## Directive
Pick up the piece about reading in bed late at night and turning off the light, and continue it after its final sentence.

## Extract
☆ ☆ ☆ ☆ ☆

Tonight, I was reading a few lines of Sara Teasdale’s in her volume of poems, Flame and Shadow. Her poems are always alight with vivid imagery, often of nature, and the few lines I read tonightabout night falling made me terribly homesick. Homesick for dusk at home, twilight in early soft June summers, or wintry landscapes and sunsets on snow.
Which in turn, both homesickness and poetry about the later parts of the day, made me think of a poem that I wrote when I was 17. This poem is not like Sara Teasdale’s poems in any way, but it always stirs a warm memory inside of me of late winter nights and a memory of my favorite thing to do as a child on those late winter nights: read in bed late into the night. (Come to think of it, it is one of my favorite things to do as an adult.)
The worst thing about reading in bed late at night was the fact that I did not have a lamp beside my bed. Why not, I am not sure, because I remember one year most of us got lamps for a Christmas present, but at the time I wrote this poem I lacked a lamp.
This meant that someone had to get out of bed and turn off the light before it was possible to go to sleep.
Now, when you turn off the light as soon as you get up the stairs and then crawl into bed, there is no drama involved at all. But if you have been reading for hours, engrossed in your book in which you have just finished off the story of Sherlock Holmes and the Hound of the Baskervilles, or perhaps White Fang, or The Prophet, or At the End of the Spear, it is impossible for a young (or old) person with a fertile imagination to turn off the light in an ordinary fashion. For one, someone might have sneaked in under the bed while you were busy reading. Or, something, who knows what, might be waiting out there in the hall just as you reach the light switch…. really so many things could go wrong.

☆ ☆ ☆ ☆ ☆

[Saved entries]
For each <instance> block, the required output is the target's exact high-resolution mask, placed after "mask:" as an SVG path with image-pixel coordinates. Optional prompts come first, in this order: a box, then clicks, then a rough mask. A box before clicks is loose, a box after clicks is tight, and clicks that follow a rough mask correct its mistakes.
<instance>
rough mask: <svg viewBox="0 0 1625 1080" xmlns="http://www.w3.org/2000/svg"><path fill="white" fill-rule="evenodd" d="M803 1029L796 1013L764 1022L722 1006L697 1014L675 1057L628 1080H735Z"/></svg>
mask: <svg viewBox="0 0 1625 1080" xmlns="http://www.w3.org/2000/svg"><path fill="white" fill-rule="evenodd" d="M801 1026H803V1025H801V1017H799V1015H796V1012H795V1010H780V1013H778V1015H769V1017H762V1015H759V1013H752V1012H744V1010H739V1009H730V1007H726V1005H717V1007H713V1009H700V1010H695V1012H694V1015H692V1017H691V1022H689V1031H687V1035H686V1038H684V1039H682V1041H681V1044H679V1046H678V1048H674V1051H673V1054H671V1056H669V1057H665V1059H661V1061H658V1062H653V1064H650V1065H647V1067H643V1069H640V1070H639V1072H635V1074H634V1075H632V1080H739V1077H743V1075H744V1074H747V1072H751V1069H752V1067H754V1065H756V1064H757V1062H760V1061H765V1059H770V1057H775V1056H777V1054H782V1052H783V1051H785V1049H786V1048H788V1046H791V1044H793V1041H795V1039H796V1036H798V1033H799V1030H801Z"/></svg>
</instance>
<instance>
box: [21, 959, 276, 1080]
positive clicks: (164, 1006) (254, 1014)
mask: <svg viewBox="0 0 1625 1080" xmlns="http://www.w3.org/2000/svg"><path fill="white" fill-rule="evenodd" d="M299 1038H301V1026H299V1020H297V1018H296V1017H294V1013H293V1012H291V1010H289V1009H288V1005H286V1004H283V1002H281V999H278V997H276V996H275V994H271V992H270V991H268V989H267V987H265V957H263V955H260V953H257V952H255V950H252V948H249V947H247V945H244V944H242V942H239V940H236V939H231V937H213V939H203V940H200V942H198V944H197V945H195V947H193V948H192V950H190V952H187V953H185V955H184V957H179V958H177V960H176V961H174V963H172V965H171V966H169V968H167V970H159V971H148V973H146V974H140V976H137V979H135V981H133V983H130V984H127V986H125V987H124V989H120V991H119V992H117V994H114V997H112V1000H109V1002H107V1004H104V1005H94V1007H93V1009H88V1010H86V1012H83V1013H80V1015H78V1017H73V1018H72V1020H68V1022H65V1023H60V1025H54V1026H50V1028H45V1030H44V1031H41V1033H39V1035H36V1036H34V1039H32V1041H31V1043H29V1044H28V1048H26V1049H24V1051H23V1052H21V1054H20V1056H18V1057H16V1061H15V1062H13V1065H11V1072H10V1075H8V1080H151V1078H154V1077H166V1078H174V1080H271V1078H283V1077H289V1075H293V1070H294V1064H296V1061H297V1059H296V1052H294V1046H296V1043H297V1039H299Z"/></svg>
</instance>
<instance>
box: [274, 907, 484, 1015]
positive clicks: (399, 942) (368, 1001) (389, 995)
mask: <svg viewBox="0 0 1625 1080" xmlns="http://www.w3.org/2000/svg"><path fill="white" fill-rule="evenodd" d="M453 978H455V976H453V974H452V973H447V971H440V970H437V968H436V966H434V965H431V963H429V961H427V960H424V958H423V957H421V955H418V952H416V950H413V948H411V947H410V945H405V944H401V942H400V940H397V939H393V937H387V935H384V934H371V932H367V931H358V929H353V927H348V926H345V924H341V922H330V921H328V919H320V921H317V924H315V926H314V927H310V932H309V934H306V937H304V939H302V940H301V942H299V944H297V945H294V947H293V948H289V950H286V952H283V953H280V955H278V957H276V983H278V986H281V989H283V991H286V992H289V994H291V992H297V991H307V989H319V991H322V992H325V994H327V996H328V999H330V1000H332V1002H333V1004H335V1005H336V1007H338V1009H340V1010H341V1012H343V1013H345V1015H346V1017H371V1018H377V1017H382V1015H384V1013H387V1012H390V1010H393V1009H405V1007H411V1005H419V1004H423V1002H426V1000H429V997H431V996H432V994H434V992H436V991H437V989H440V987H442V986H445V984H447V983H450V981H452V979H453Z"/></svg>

☆ ☆ ☆ ☆ ☆

## Response to the task
If my sister and I were sleeping in the same bed, then an argument would follow about who should turn off the light, and it usually turned out that the one sleeping closest to the light switch would turn it off, if nothing else for personal safety reasons since having the other person do it would mean that person could easily land on you on the expedited return trip.
But it was worse when you were sleeping by yourself. There was no moral support or expectation of a warm, living human being lying in the bed when you returned from the turning-off-of-the-light. All the worse if there would be.
So, this poem was born.
Late Winter Night
It’s late winter night
And the snow is falling
Brushing over barren trees,
The night winds calling.
Inside the fire’s warm
And I’m snug in my bed
Curled up with a book
The covers to my head;
Lost in a story
Or buried in a rhyme
The hour has grown very late
But I’ve forgotten the time.
The clock strikes again
And it’s time to say good night
It’s time to put my book away
Oh! But what about the light?
It’s only five feet away
But might as well be a mile
Even though the way I do it
Takes just a little while;
So many terrible things
Coud happen as I go
Like hands that grab for my feet
Or pinch my little toe.
Or after everything is dark
When I’ve turned out the light
Suppose I made a jump for bed
And didn’t aim quite right?
So many things could go wrong
But the thing must be done
So, I gather up my courage
And out of bed I run!
Take a leap! Switch off the light!
Come diving into bed!
Snuggle down into the depths
Pull the covers over my head
Take a breath and check around–
I think- I think – I’m in one piece still
Even though I stubbed my toe
And hit the windowsill;
And then I curl up in a ball
And wrap the overs tight
Sleep is coming, I’m drifting out
Oh, late, late winter night!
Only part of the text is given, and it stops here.